Output exactly the lines from the one with "Locate the baking" to the close of the records below, first and last included.
"""
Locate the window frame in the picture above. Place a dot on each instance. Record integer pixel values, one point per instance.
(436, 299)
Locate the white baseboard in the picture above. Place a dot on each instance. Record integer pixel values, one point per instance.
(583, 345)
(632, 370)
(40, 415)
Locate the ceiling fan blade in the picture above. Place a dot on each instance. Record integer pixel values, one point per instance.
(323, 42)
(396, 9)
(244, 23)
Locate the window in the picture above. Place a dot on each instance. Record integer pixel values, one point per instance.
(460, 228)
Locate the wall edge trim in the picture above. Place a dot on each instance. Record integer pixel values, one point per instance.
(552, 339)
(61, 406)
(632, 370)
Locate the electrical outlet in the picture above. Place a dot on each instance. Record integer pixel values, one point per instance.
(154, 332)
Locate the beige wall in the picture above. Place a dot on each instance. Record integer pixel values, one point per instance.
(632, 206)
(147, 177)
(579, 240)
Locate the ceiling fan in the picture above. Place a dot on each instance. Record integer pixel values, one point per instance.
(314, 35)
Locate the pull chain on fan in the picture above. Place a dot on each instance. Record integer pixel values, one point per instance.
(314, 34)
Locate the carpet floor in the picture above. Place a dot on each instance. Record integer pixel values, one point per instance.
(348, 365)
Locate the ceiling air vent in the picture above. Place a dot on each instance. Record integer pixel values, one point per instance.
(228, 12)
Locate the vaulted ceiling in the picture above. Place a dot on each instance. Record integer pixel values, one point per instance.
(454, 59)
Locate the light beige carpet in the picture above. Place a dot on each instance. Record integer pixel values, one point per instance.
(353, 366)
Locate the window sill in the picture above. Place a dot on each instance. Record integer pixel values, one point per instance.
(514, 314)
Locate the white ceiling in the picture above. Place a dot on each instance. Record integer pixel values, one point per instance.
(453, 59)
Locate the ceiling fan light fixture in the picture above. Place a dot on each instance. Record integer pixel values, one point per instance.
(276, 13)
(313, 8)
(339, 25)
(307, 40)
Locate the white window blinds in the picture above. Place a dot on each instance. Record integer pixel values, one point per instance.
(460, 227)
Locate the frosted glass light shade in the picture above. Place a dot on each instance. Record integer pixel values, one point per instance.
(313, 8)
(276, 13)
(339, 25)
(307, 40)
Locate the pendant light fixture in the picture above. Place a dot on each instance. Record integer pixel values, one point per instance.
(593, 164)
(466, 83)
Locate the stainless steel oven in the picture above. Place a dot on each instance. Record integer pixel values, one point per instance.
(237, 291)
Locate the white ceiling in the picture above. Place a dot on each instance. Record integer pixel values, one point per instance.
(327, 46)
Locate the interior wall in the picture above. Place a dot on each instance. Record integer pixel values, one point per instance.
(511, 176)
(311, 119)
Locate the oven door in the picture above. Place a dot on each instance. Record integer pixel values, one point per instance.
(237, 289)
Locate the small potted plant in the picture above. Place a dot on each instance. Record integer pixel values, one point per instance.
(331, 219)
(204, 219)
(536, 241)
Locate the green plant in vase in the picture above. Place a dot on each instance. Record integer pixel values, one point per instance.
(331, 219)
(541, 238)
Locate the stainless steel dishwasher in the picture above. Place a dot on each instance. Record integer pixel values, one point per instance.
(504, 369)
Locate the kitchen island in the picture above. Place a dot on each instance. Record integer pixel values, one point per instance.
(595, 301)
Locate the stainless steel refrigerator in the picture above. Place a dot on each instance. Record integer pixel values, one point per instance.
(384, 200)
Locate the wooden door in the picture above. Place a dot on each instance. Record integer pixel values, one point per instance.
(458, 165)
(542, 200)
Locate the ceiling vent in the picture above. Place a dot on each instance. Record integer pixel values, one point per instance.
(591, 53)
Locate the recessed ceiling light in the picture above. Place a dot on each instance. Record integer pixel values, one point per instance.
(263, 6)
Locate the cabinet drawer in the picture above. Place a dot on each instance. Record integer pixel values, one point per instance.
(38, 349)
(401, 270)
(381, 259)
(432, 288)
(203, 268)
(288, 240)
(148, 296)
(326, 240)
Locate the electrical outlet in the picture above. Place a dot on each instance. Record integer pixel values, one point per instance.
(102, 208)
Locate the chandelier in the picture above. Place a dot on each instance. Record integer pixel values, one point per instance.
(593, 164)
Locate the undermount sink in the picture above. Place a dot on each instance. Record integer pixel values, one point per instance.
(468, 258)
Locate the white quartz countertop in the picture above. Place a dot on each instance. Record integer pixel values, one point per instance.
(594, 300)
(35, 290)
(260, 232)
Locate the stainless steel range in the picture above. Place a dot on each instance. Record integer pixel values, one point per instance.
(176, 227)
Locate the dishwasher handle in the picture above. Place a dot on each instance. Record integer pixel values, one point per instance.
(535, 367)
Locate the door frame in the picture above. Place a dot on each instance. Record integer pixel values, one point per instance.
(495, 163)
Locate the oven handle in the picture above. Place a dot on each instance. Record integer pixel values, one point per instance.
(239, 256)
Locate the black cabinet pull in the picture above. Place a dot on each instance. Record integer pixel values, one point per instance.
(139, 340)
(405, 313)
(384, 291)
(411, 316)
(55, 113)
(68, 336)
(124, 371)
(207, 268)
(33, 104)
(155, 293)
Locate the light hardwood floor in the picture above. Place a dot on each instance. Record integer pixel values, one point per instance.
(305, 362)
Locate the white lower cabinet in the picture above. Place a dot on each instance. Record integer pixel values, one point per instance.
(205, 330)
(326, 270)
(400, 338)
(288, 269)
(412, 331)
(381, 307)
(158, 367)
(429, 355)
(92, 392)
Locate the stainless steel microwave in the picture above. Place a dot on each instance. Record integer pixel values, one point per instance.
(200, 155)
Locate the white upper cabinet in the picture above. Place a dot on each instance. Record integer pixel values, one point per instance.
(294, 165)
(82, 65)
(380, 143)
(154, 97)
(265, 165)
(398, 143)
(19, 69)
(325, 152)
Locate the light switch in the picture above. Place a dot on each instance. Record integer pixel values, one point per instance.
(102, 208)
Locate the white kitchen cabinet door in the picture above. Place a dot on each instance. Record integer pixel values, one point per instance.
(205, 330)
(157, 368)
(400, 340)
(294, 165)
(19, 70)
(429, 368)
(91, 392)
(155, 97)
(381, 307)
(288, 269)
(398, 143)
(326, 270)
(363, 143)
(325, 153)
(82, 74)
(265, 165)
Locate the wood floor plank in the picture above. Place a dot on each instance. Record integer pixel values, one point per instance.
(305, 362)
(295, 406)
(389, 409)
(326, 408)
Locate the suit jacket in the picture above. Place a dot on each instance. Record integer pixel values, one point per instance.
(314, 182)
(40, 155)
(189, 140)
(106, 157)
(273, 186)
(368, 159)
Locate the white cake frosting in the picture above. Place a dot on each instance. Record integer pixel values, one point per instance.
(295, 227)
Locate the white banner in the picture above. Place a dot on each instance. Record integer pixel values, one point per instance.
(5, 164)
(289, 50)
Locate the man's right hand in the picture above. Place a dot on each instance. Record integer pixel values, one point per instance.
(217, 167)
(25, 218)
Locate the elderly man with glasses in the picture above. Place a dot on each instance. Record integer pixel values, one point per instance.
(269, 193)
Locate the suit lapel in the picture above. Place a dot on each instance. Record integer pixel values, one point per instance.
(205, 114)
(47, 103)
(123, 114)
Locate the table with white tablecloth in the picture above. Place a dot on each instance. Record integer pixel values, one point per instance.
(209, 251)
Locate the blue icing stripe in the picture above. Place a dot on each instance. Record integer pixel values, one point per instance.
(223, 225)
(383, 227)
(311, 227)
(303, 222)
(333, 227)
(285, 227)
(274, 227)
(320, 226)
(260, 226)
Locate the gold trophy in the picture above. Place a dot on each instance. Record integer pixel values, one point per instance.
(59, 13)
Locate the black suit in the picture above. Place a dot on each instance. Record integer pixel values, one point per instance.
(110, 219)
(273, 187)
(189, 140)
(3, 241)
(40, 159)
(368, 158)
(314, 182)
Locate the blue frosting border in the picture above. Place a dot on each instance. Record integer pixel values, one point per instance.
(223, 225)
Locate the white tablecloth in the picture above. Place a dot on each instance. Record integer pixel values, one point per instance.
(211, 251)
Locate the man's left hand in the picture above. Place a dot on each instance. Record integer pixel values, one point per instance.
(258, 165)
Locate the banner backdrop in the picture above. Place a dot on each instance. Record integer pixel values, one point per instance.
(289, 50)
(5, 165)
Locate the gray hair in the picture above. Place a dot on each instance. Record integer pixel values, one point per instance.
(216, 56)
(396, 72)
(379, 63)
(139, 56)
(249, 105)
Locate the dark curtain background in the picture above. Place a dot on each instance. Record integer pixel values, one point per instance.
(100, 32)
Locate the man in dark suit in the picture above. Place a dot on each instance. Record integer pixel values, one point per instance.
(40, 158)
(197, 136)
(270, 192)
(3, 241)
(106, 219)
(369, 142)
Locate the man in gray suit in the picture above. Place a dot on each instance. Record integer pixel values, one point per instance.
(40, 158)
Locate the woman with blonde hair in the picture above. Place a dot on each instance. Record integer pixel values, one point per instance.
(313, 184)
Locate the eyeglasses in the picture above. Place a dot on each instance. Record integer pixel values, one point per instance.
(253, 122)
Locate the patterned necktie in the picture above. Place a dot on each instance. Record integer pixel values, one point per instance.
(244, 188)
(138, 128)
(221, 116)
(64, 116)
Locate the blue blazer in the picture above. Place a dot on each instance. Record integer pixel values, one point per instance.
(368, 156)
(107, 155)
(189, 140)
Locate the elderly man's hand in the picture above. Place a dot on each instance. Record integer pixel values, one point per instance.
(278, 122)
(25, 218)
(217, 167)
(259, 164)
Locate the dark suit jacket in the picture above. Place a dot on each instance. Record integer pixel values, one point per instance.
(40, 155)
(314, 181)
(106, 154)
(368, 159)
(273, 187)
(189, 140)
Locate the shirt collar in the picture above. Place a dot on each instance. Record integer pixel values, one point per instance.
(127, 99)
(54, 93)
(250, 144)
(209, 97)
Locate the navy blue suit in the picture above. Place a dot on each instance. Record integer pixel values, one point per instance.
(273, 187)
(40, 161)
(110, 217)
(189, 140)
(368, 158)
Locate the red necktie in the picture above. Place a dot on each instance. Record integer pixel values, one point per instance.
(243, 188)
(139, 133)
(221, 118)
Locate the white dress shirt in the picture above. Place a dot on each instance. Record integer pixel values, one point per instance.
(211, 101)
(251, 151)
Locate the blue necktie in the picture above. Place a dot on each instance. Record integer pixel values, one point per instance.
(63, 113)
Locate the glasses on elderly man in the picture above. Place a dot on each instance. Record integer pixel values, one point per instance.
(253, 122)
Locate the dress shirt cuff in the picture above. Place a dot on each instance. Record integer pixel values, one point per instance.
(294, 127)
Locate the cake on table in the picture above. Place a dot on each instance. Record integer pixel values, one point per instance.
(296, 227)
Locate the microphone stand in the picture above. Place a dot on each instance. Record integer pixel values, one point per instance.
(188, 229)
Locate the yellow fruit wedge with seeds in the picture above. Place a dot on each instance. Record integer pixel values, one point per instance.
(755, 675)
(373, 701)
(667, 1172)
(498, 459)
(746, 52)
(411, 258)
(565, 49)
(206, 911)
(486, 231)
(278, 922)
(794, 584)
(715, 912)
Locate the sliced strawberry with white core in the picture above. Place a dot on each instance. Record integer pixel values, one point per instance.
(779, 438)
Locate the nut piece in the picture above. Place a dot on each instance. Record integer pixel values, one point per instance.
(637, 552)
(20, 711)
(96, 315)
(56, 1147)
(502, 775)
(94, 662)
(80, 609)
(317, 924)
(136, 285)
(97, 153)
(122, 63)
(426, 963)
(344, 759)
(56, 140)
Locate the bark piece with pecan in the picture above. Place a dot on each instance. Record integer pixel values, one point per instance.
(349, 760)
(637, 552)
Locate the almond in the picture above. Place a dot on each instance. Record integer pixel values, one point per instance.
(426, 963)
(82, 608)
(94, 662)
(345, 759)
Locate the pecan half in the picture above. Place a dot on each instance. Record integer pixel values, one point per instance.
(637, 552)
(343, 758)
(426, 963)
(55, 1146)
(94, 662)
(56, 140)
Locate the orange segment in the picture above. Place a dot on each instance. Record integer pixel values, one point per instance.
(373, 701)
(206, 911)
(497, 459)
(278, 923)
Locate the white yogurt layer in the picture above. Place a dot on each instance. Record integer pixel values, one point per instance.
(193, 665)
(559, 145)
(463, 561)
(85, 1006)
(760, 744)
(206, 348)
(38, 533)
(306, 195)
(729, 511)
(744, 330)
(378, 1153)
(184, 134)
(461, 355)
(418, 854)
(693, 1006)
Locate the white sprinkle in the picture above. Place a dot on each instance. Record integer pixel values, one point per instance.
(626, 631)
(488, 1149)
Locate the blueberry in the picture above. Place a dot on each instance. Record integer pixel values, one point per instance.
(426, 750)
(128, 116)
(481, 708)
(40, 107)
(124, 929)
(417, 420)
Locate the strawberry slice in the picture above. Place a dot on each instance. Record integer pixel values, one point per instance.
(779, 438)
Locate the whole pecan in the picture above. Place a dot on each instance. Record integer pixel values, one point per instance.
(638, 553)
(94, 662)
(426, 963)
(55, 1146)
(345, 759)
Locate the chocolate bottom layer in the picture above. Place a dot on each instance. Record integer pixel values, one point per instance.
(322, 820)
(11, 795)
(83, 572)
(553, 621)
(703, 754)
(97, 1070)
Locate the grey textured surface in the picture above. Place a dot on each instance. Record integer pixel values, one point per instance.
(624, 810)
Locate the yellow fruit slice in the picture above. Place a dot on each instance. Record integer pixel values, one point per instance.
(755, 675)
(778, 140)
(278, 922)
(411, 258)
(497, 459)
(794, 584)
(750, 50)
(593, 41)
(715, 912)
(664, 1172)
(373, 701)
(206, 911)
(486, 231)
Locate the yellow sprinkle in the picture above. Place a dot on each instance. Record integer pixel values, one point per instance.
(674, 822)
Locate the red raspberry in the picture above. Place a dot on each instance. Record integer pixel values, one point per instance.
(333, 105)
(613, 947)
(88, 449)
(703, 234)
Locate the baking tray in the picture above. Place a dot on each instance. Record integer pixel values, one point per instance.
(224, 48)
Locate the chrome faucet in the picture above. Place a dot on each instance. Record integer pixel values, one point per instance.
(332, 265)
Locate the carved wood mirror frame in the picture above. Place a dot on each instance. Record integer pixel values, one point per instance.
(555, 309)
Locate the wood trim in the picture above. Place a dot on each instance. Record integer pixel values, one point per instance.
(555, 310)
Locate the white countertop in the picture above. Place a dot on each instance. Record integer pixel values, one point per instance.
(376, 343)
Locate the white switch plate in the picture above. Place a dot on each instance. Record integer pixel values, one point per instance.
"""
● **WRITTEN SOLUTION**
Locate the baking tray in the picture above. Place a dot on each instance. Record integer pixel values, one point per instance.
(224, 48)
Locate the chrome faucet in the picture above. Place a dot on each instance. Record integer pixel values, one point per instance.
(332, 265)
Locate the carved wood mirror frame in the picture above. Place a dot on each instance. Record integer pixel values, one point per instance.
(555, 309)
Locate the wood trim in the picture above. Place a dot on each instance. Record integer pixel values, one point per instance.
(555, 310)
Locate the white countertop in the picture above. Place a dot on each instance. Record integer pixel values, one point per instance.
(376, 343)
Locate the white switch plate in the picture above. Place a dot on each instance. Record integer pixel values, one point per instance.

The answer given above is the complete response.